Defendant to pay $10,000 for throwing punch

By Joe Beck -- jbeck@nvdaily.com

FRONT ROYAL -- A Front Royal man received a five-year year prison sentence Monday, most of it suspended, as a result of a punch he threw that left the victim with severe head injuries.

Warren County Circuit Judge Dennis L. Hupp also ordered the defendant, Kailib I. Ford, 22, of 128 E. 19th St., to pay nearly $10,000 restitution to several medical providers who treated the victim for his injuries.

Hupp also ordered Ford to participate in an anger management program and suspended four of the five-year prison sentence. The 10 months Ford has already served in jail will count toward the one year of the sentence that was not suspended.

Hupp also sentenced Ford to four years supervised probation and ordered him to stay away from the victim, David Glynn Hoyle Jr.

Court records state that Ford punched Hoyle in the face after they left the Royal Oak Tavern around closing time April 10. They and another man, Richard Feaster III, walked into the Bluemont Inn on Shenandoah Avenue where a confrontation began. Court records describe Feaster as a co-defendant in the case who was sentenced to 30 years in prison with 20 years suspended after he pleaded guilty to robbery.

Ford punched Hoyle in the face, dropping him to the ground, according to court testimony and records. He and Feaster then walked away. Ford told Crystal Cline, a Front Royal police detective, that Feaster took Hoyle's wallet out of the victim's pocket. Ford and Feaster then left him snoring on the ground and headed for the Shenandoah Motel.

A summary of the case compiled by Cline said Hoyle was operated on several days later.

Doctors inserted a metal plate into his face to repair an eye socket that was crushed to the nerves by Ford's punch.

• Source material
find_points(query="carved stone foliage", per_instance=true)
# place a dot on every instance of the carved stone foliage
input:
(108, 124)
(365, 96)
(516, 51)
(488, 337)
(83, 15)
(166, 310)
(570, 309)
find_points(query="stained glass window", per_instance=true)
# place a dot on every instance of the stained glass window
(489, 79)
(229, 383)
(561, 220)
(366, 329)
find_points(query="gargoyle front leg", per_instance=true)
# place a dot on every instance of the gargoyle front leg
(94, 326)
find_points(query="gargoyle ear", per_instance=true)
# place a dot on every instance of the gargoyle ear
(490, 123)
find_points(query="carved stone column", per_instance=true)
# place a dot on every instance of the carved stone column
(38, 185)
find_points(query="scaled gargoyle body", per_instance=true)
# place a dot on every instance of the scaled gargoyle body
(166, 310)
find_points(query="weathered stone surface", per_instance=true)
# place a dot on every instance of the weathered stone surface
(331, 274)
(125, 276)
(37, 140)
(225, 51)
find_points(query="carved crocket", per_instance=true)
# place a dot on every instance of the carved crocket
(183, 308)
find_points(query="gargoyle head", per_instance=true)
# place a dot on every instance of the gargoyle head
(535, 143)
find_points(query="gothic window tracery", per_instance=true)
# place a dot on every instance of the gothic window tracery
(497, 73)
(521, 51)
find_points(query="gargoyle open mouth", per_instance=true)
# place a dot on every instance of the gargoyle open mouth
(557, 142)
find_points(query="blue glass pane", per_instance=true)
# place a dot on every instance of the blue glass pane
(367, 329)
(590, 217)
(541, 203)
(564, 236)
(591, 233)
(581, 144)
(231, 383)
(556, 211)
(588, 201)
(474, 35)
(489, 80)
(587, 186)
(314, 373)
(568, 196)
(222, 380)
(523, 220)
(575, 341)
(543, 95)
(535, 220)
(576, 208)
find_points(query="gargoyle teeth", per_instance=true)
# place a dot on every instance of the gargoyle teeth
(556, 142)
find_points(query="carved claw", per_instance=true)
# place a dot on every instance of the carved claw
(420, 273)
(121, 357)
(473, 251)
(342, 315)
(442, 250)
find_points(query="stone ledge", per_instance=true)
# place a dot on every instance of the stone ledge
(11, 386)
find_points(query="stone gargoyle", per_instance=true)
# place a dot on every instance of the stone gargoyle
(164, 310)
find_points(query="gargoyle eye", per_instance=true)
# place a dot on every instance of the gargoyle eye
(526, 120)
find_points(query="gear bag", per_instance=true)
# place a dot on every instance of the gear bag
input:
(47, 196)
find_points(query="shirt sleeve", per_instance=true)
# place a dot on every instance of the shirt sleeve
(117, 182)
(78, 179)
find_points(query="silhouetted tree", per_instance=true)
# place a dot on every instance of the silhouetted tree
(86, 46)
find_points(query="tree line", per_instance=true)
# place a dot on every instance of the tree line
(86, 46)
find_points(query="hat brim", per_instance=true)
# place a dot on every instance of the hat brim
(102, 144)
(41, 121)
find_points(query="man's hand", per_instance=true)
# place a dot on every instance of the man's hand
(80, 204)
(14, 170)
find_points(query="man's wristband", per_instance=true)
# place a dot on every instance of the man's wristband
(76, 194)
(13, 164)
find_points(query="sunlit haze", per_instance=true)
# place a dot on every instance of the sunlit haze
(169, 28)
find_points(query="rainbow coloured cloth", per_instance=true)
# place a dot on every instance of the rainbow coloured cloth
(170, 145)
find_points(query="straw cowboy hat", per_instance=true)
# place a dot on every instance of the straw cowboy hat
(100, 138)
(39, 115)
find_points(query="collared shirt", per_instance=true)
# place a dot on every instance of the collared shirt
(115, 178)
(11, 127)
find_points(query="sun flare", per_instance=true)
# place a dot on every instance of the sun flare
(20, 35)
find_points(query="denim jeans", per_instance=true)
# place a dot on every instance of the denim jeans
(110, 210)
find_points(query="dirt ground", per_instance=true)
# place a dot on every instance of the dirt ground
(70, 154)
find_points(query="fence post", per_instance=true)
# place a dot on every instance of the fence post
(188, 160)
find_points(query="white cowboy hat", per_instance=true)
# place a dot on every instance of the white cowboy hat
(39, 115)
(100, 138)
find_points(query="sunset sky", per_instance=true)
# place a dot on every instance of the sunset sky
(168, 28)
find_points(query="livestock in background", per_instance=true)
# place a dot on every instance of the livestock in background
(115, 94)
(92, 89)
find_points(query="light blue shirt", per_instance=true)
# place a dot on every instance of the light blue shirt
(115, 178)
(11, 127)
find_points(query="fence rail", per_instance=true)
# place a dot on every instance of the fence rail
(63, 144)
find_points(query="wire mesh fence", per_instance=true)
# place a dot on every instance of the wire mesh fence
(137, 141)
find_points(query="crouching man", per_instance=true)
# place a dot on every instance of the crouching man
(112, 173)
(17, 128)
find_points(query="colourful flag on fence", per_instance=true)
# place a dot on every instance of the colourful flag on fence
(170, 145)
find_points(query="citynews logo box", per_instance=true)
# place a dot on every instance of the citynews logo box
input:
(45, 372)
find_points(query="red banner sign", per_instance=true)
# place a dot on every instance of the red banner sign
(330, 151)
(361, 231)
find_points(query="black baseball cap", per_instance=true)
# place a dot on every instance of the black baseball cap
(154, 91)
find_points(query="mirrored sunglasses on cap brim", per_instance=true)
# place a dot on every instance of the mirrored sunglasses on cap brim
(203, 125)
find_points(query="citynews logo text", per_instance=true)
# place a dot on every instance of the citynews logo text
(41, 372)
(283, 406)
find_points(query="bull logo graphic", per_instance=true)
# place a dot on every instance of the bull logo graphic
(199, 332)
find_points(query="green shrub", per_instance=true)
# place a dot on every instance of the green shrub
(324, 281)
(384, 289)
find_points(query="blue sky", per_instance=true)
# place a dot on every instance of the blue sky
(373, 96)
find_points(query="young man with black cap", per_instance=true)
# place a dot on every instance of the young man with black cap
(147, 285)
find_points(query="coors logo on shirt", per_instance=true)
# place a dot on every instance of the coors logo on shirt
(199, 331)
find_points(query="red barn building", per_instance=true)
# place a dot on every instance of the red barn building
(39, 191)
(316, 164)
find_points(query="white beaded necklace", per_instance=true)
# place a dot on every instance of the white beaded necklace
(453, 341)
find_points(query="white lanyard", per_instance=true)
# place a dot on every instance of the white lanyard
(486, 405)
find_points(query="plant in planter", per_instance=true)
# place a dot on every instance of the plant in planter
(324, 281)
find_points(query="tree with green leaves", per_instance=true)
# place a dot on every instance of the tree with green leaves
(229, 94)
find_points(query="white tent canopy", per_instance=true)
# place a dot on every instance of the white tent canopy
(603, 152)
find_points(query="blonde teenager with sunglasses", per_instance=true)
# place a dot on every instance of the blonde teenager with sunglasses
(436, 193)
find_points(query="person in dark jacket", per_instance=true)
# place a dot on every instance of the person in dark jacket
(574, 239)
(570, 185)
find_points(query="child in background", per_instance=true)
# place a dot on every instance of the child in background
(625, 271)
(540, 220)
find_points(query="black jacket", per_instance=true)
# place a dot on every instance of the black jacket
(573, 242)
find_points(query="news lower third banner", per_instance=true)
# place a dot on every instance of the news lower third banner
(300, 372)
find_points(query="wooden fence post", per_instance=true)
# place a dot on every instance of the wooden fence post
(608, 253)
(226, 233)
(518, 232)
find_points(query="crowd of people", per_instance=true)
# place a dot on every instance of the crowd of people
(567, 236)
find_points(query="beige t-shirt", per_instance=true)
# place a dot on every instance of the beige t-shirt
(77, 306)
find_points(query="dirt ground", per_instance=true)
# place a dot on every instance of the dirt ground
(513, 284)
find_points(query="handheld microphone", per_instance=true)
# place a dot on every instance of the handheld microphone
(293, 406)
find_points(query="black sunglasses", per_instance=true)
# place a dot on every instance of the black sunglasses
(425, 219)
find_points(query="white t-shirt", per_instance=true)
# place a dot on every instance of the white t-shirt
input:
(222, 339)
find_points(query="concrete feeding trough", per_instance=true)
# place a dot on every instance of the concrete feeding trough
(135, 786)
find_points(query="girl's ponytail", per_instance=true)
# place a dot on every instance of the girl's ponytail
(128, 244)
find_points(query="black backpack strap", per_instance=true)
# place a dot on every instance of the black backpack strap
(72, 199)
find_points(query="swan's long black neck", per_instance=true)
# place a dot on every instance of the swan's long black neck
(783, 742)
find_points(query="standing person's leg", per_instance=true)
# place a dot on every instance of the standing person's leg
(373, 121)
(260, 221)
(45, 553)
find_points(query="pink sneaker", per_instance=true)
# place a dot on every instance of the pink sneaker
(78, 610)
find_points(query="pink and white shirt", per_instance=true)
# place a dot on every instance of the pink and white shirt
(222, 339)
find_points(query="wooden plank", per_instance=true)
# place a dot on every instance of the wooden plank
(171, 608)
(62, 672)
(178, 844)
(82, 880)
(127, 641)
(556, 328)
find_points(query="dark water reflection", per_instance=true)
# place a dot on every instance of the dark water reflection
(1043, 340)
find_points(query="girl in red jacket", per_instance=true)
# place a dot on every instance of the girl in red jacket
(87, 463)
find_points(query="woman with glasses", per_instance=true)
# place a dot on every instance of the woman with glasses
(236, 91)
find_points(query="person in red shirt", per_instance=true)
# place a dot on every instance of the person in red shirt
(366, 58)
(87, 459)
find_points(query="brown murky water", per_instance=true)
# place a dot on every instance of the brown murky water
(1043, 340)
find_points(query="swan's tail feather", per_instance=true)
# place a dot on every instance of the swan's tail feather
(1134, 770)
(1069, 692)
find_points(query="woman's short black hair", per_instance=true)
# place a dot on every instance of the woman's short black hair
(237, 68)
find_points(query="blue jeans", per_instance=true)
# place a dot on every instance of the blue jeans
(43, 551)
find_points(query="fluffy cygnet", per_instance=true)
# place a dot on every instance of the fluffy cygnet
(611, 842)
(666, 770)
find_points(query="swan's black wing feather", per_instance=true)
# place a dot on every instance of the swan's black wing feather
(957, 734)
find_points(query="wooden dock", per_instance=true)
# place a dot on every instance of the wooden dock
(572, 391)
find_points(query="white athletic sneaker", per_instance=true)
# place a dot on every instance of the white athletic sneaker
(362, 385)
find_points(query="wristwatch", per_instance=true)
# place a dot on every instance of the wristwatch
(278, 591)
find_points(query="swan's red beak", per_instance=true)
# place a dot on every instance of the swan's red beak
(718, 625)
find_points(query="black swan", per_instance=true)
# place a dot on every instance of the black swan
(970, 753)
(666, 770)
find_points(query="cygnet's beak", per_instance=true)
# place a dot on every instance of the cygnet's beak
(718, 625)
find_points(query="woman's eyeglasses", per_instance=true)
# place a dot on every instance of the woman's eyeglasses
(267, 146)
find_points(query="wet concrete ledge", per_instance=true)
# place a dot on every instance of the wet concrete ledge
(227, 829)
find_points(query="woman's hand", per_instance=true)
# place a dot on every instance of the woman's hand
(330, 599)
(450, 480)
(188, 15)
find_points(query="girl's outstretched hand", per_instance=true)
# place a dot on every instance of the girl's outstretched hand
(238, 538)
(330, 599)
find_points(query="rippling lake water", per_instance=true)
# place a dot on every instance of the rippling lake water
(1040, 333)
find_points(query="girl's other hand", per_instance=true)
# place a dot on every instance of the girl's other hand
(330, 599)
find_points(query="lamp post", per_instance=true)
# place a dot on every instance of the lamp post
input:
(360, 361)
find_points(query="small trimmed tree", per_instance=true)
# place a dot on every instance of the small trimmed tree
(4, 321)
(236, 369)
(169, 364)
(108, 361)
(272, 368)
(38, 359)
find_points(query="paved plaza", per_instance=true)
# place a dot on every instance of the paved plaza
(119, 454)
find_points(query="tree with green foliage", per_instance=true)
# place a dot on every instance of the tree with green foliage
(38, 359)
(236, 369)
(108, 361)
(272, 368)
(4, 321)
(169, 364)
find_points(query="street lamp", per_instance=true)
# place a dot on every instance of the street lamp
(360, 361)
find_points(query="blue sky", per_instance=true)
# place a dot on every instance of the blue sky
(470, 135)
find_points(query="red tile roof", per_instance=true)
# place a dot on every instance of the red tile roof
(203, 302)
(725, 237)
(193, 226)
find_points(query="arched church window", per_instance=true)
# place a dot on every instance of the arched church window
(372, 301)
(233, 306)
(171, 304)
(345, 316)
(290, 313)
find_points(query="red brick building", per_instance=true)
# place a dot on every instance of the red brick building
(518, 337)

• Task requirements
In the article about the sentencing, rewrite the passage from "By Joe Beck" up to and including "was not suspended.", changing "restitution" to "compensation".

• Response to this exercise
By Joe Beck -- jbeck@nvdaily.com

FRONT ROYAL -- A Front Royal man received a five-year year prison sentence Monday, most of it suspended, as a result of a punch he threw that left the victim with severe head injuries.

Warren County Circuit Judge Dennis L. Hupp also ordered the defendant, Kailib I. Ford, 22, of 128 E. 19th St., to pay nearly $10,000 compensation to several medical providers who treated the victim for his injuries.

Hupp also ordered Ford to participate in an anger management program and suspended four of the five-year prison sentence. The 10 months Ford has already served in jail will count toward the one year of the sentence that was not suspended.